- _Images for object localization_
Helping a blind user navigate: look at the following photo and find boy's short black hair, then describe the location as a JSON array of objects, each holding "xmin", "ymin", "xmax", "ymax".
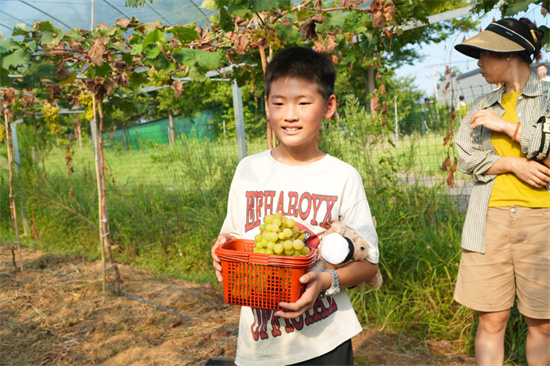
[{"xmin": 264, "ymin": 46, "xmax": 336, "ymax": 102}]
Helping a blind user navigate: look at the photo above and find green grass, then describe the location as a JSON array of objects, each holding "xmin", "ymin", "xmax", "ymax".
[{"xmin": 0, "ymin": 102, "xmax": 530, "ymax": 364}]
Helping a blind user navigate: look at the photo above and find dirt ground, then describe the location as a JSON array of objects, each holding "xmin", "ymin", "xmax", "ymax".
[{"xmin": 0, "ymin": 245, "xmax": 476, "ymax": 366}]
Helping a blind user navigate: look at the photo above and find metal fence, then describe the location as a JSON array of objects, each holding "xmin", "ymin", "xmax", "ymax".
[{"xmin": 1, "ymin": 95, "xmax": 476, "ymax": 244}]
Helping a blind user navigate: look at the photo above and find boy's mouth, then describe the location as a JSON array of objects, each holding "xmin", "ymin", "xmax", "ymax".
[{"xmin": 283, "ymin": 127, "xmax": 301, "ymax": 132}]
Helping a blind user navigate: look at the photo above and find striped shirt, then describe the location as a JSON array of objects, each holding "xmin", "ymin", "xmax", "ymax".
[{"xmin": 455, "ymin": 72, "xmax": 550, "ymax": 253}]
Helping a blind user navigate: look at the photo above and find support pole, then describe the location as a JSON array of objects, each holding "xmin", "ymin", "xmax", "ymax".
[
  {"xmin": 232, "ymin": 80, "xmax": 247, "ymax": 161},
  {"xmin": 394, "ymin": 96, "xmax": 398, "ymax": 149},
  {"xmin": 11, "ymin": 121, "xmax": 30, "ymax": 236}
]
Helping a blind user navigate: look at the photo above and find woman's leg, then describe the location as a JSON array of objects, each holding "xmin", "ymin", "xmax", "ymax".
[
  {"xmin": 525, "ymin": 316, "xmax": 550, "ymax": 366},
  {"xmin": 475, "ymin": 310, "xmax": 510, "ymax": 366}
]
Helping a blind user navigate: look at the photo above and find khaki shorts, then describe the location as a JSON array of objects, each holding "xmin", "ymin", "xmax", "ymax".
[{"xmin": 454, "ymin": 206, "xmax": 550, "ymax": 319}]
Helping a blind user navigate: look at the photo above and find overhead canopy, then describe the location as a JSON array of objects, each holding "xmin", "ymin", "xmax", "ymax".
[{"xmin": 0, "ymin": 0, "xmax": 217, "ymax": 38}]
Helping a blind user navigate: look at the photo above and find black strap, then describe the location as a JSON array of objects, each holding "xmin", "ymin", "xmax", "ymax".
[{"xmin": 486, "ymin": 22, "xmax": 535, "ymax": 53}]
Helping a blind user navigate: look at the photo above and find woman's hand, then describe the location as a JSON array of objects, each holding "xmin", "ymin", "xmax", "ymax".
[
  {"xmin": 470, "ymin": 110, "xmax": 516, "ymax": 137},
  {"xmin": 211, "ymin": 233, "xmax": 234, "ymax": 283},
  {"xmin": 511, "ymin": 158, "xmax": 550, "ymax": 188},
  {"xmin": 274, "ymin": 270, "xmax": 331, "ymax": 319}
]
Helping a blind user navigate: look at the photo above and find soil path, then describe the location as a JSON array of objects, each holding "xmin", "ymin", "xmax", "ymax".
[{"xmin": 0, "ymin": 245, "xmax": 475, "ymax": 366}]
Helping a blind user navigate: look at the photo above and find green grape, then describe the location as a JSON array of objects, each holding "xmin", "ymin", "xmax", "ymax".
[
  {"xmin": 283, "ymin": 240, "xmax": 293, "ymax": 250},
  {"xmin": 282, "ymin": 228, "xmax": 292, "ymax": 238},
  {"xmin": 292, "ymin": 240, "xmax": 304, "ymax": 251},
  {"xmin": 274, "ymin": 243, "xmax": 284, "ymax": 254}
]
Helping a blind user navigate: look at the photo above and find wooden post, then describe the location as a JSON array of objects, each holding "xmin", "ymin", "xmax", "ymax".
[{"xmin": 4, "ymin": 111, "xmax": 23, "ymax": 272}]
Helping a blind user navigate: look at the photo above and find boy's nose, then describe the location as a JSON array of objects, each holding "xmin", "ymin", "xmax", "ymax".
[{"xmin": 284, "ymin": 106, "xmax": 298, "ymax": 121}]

- _Task to complete_
Restate every line of the data above word for word, with the images removed.

- _Solution to this problem_
Helping a blind user navigate: look at the following photo and find boy's short black hair, then describe the location as a JSON array of objects, each holding "xmin", "ymin", "xmax", "ymax".
[{"xmin": 264, "ymin": 46, "xmax": 336, "ymax": 102}]
Helping a blind user navigate: look at the photo above and find green grass, then describe the location as a JSON array of objects, each holding "xmin", "ymin", "xmax", "ymax".
[{"xmin": 0, "ymin": 102, "xmax": 530, "ymax": 364}]
Helping a blind user navigate: look at the photo above and find dirt ground, then describe the location as a JSON array of objects, each holding "xmin", "ymin", "xmax", "ymax".
[{"xmin": 0, "ymin": 245, "xmax": 476, "ymax": 366}]
Helping a blind user navigate: look at the photo above and find metal fence, then describe the location as a JSON array of objects, each holding "xmin", "ymin", "xmax", "ymax".
[{"xmin": 1, "ymin": 95, "xmax": 476, "ymax": 244}]
Helping a blind user navigate: look at the photo above and find boy's mouth, then describe the location as a JSON array of objects, each holding "xmin", "ymin", "xmax", "ymax".
[{"xmin": 283, "ymin": 127, "xmax": 301, "ymax": 132}]
Helping a blind user navigate: look at the photo above and find striped shirt, then describe the location as a JSON array of objects, each holding "xmin", "ymin", "xmax", "ymax".
[{"xmin": 455, "ymin": 72, "xmax": 550, "ymax": 253}]
Helping a blind user navigate: look at the photo above and find support pole, then describe the location as a JSON array of objects, each holding "xmin", "ymin", "xmax", "ymax".
[
  {"xmin": 232, "ymin": 80, "xmax": 247, "ymax": 161},
  {"xmin": 394, "ymin": 96, "xmax": 398, "ymax": 149},
  {"xmin": 11, "ymin": 121, "xmax": 30, "ymax": 236}
]
Helping a blind user navigate: look at the photo above and find woman's leg, then describe the location as a JSON array of objects, each holding "xmin", "ymin", "xmax", "ymax".
[
  {"xmin": 525, "ymin": 316, "xmax": 550, "ymax": 366},
  {"xmin": 475, "ymin": 310, "xmax": 510, "ymax": 366}
]
Helping a blind user navigate: look at the photo above and find khaki shorts, then describe the location as a JSON array of objects, each holding "xmin", "ymin", "xmax", "ymax".
[{"xmin": 454, "ymin": 206, "xmax": 550, "ymax": 319}]
Helping a blind user navigate: look at the photo above and find overhead canopy, then describe the location as a JSON array of objects, each holding "xmin", "ymin", "xmax", "ymax".
[{"xmin": 0, "ymin": 0, "xmax": 217, "ymax": 38}]
Helping a blind user navigate: look at the photo above and find black strap, then describe the location as a JSON array of objects, each holding "xmin", "ymin", "xmax", "ymax".
[{"xmin": 486, "ymin": 22, "xmax": 535, "ymax": 53}]
Helping a blind user navigate: look at the photo above and find woman's hand, then describe the location as a JSON array of objects, each holding "xmin", "ymin", "xmax", "ymax".
[
  {"xmin": 470, "ymin": 110, "xmax": 516, "ymax": 137},
  {"xmin": 211, "ymin": 233, "xmax": 234, "ymax": 283},
  {"xmin": 511, "ymin": 158, "xmax": 550, "ymax": 188},
  {"xmin": 274, "ymin": 270, "xmax": 331, "ymax": 319}
]
Helping a blind user navigate: look at the photo above and find soil path, then describe the location as a JSON array of objects, each holding "xmin", "ymin", "xmax", "ymax".
[{"xmin": 0, "ymin": 245, "xmax": 475, "ymax": 366}]
Helping a blind user navigate: look at the photo above and find green grape, then describe the location as a JSON array of objects, each holding "xmin", "ymin", "xmax", "ymax".
[
  {"xmin": 283, "ymin": 240, "xmax": 293, "ymax": 250},
  {"xmin": 282, "ymin": 228, "xmax": 292, "ymax": 238},
  {"xmin": 292, "ymin": 240, "xmax": 304, "ymax": 251},
  {"xmin": 274, "ymin": 243, "xmax": 284, "ymax": 254}
]
Helping a blind user navigate: look at the photo above and find wooden post, then describe the location as a JSON array of objects, each holding "xmin", "ymin", "xmax", "ymax".
[{"xmin": 4, "ymin": 111, "xmax": 23, "ymax": 272}]
Helping a blind user navigate: look at the photo above and find boy's nose, then describe the location as a JSON array of objects, each holding "xmin", "ymin", "xmax", "ymax".
[{"xmin": 284, "ymin": 106, "xmax": 298, "ymax": 121}]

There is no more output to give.